--- What the task asks ---
Will you restate verbatim the lines running from the line with "of the beer" to the end of the data, leaving out everything else?

-- Start of Provided material --

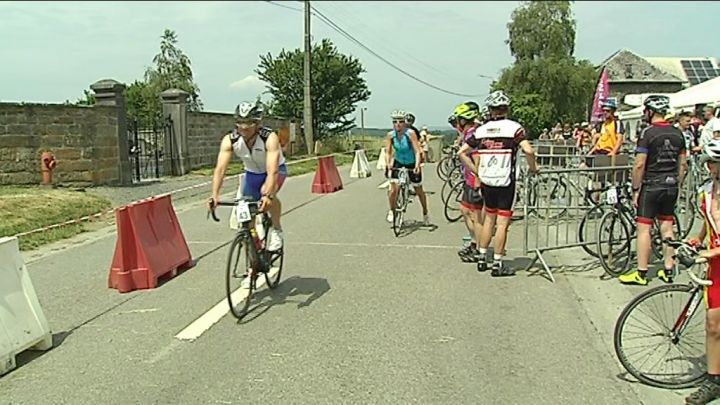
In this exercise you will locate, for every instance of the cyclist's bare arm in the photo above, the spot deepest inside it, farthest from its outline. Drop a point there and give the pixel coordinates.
(530, 155)
(463, 154)
(388, 150)
(272, 163)
(224, 158)
(682, 168)
(416, 148)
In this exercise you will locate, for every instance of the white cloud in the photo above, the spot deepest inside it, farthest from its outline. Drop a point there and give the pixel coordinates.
(250, 82)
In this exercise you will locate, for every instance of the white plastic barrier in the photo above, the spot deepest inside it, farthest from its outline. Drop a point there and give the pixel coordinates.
(22, 322)
(360, 167)
(381, 160)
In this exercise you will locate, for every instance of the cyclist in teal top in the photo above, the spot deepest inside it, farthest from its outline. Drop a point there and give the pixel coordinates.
(403, 150)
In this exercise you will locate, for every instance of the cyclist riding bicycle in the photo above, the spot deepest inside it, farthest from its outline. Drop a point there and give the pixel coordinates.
(265, 170)
(710, 233)
(403, 150)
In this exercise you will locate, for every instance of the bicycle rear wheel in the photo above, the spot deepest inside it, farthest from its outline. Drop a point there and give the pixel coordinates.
(239, 263)
(399, 211)
(613, 244)
(587, 230)
(656, 236)
(643, 340)
(452, 203)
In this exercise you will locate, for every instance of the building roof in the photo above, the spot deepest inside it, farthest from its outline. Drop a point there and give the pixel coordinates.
(625, 66)
(693, 70)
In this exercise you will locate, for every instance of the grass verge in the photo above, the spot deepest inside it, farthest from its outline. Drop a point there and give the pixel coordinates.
(26, 208)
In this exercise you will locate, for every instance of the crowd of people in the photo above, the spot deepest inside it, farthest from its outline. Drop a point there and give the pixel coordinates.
(488, 142)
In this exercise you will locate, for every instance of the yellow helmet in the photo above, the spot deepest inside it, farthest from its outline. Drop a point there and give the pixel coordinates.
(465, 111)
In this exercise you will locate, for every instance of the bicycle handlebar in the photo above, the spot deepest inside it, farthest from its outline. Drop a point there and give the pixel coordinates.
(211, 211)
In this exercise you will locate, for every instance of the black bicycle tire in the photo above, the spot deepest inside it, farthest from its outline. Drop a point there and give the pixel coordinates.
(581, 228)
(656, 242)
(399, 211)
(240, 240)
(561, 212)
(626, 247)
(457, 189)
(617, 337)
(272, 283)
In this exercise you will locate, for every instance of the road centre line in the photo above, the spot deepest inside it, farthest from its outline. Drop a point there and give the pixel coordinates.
(211, 317)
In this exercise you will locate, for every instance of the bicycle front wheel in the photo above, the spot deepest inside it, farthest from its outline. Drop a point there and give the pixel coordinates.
(659, 337)
(399, 211)
(239, 265)
(613, 243)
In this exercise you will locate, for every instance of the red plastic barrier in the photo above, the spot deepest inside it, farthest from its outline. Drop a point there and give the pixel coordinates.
(150, 245)
(327, 178)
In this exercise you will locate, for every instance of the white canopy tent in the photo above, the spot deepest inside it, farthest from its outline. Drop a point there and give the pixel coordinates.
(707, 92)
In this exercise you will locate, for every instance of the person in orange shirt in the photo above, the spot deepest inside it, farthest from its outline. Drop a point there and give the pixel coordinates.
(612, 132)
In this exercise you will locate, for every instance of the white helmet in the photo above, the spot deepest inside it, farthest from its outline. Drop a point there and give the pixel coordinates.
(250, 110)
(497, 99)
(398, 114)
(711, 151)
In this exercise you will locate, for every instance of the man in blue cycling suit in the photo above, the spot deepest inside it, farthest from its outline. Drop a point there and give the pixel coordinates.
(403, 150)
(265, 171)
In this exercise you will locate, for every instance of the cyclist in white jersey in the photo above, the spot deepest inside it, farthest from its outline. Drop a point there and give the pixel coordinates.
(262, 157)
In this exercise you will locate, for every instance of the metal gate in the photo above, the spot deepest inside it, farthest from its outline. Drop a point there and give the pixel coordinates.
(148, 149)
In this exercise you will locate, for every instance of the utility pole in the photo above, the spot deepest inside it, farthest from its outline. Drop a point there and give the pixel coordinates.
(309, 142)
(362, 119)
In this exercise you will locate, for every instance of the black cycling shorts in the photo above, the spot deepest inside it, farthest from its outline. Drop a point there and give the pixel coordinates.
(472, 198)
(499, 200)
(656, 201)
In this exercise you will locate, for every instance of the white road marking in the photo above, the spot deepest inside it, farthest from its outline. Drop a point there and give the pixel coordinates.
(211, 317)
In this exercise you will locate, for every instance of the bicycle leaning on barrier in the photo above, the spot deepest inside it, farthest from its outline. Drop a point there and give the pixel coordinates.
(252, 239)
(681, 337)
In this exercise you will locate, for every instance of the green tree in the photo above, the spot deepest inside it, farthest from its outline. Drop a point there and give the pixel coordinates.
(172, 69)
(546, 83)
(336, 86)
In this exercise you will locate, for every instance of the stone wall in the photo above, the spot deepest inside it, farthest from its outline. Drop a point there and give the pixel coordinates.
(83, 140)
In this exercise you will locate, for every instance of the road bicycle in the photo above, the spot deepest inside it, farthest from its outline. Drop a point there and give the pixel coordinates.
(402, 200)
(257, 260)
(664, 327)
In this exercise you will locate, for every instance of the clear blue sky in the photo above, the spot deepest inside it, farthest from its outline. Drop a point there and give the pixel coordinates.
(52, 51)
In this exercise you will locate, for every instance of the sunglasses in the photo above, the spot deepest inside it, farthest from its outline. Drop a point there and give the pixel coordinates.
(246, 123)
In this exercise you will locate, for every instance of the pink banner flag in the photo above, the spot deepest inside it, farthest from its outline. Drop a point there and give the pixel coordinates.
(601, 94)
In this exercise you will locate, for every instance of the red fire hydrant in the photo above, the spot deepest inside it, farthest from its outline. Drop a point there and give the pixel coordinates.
(47, 164)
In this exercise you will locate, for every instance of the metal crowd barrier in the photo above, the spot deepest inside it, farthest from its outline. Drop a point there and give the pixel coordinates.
(554, 203)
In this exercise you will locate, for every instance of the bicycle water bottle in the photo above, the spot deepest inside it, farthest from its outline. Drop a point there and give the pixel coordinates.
(260, 231)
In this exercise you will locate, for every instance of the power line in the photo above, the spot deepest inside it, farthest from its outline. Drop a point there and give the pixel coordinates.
(283, 6)
(338, 29)
(352, 39)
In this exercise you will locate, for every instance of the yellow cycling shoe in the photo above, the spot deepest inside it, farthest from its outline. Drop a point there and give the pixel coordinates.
(665, 275)
(633, 278)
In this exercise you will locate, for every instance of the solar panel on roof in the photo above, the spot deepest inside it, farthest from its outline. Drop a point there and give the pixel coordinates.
(698, 71)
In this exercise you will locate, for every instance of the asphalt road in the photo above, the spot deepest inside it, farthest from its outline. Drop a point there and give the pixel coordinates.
(360, 317)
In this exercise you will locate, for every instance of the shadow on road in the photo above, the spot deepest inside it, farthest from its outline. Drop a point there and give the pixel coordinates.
(412, 226)
(308, 287)
(30, 355)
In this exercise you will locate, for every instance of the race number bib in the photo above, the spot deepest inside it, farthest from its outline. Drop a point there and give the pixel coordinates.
(242, 212)
(495, 168)
(612, 196)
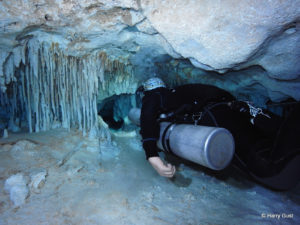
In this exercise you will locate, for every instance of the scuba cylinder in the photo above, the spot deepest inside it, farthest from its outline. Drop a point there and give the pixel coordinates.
(212, 147)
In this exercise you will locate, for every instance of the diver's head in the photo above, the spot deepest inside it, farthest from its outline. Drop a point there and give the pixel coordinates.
(153, 83)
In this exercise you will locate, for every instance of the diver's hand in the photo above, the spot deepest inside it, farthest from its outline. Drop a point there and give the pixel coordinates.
(163, 169)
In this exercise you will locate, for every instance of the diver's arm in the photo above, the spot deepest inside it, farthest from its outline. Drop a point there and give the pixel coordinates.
(165, 170)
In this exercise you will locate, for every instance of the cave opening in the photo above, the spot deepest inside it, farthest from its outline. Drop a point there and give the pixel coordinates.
(114, 110)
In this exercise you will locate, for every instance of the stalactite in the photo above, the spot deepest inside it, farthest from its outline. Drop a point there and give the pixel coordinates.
(52, 89)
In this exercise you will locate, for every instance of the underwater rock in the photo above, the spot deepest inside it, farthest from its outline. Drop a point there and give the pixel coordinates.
(218, 35)
(16, 186)
(37, 181)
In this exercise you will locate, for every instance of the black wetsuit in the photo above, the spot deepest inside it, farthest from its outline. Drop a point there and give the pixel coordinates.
(258, 146)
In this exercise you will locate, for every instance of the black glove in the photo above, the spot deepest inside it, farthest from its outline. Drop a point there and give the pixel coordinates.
(239, 106)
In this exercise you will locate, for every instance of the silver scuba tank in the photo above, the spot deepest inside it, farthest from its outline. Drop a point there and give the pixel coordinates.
(212, 147)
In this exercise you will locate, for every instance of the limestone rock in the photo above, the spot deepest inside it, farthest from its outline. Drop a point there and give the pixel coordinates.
(16, 186)
(37, 181)
(219, 35)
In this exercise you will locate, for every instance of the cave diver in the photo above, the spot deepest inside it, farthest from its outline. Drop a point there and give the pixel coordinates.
(267, 146)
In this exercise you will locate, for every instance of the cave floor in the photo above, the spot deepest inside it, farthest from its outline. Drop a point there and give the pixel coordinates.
(117, 186)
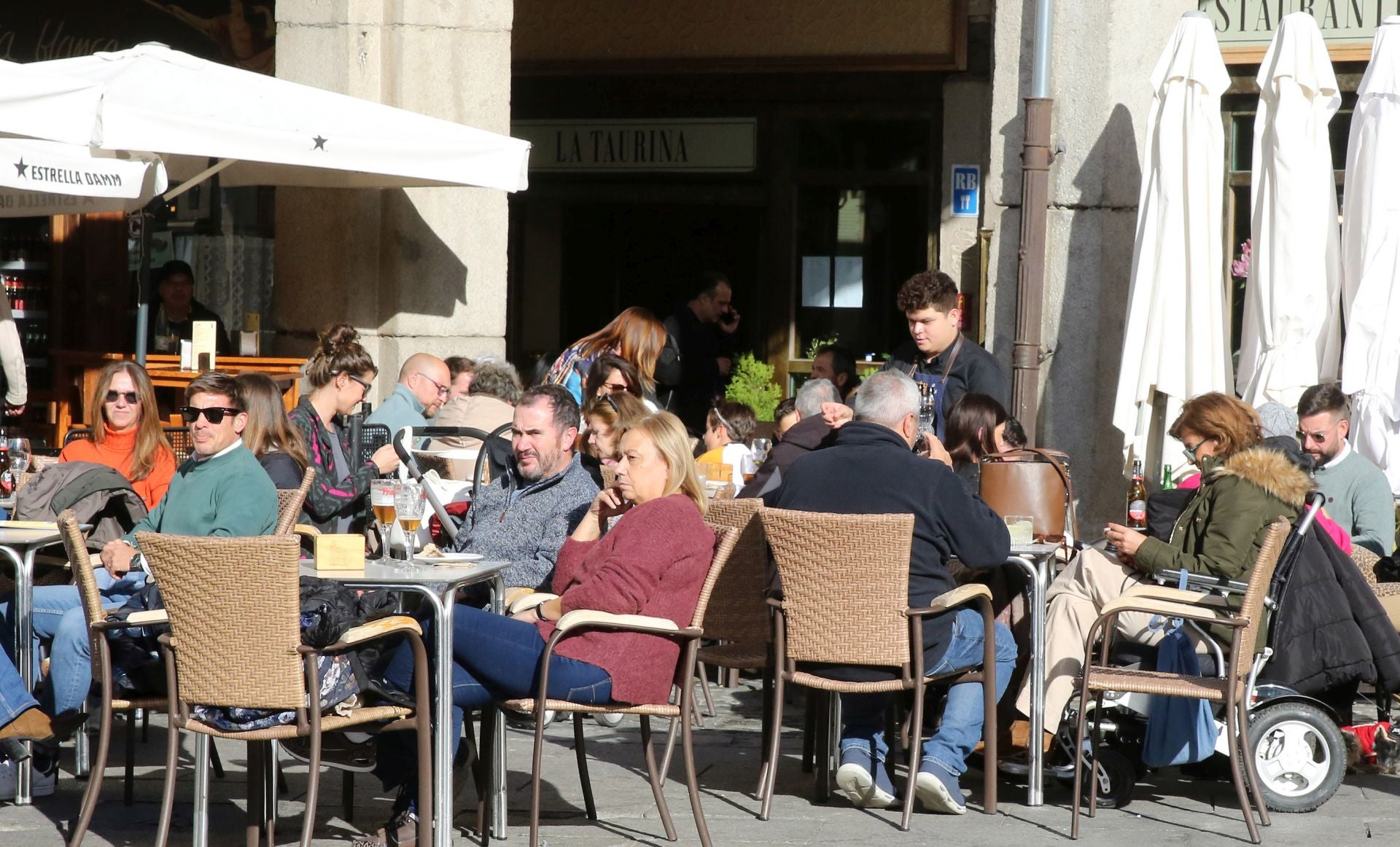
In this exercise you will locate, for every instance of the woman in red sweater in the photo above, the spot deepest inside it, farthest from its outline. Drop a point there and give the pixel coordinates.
(651, 562)
(126, 432)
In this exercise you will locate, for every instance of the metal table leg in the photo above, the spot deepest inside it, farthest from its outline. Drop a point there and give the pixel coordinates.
(1038, 588)
(24, 654)
(201, 790)
(499, 740)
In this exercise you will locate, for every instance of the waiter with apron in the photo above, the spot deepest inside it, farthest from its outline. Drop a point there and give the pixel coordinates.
(938, 357)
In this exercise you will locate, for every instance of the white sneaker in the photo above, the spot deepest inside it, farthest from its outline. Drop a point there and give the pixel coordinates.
(41, 783)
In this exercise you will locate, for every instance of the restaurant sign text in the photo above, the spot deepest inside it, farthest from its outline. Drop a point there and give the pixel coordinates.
(633, 146)
(1252, 23)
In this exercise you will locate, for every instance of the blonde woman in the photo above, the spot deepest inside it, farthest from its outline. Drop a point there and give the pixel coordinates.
(651, 562)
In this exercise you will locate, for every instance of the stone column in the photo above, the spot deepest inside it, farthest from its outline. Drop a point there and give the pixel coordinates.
(415, 269)
(1103, 55)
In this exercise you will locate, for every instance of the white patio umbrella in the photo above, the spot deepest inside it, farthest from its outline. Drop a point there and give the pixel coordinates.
(262, 129)
(1175, 342)
(1293, 331)
(55, 178)
(1371, 258)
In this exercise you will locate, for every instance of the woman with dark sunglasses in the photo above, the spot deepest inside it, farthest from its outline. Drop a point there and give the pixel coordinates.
(341, 374)
(126, 432)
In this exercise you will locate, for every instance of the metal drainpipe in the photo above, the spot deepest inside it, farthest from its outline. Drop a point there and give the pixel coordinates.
(1035, 198)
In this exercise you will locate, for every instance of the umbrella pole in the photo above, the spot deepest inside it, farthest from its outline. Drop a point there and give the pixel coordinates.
(143, 286)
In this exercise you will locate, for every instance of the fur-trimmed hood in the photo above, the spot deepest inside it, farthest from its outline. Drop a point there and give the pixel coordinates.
(1270, 471)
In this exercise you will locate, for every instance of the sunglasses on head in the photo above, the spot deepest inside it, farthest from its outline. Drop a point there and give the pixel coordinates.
(213, 415)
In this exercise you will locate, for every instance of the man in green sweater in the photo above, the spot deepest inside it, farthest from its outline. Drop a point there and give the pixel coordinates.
(220, 491)
(1358, 494)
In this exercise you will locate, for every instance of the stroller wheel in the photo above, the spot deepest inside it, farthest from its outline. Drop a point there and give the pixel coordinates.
(1113, 778)
(1298, 754)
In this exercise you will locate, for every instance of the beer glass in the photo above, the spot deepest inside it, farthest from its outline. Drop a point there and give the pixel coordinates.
(408, 504)
(381, 499)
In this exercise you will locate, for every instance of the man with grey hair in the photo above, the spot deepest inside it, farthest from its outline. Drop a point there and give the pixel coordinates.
(871, 469)
(806, 434)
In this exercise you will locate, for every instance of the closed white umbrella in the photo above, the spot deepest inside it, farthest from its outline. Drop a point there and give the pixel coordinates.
(1175, 340)
(1293, 328)
(1371, 258)
(262, 129)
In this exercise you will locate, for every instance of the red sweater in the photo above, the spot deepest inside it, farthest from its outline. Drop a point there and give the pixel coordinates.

-- End of Provided material --

--- Final result ---
In this exercise you will locate, for every instance of the beer glass in the photo above, the spot deepest inside it, farthest from its outline. Drop a point there and give the pixel coordinates.
(408, 504)
(381, 499)
In this exercise you will locate, for every instance of the man with grey hair in the photo above, the spot deepest inside it, farthest from its outline. Drop a point there and give the pixel coordinates.
(871, 469)
(806, 434)
In this exercise you will locate, for every instance of the closed white umbrella in the photo above, the spot deepest inside it, farthest from its outline. Drop a point there and give the pixel coordinates.
(1175, 340)
(1293, 328)
(1371, 258)
(262, 129)
In this exercise you will locate, for every instance of the red sweater in the photo above, the spot deepest inside it, farthest from its outline. Drop a point there and give the pixel coordinates.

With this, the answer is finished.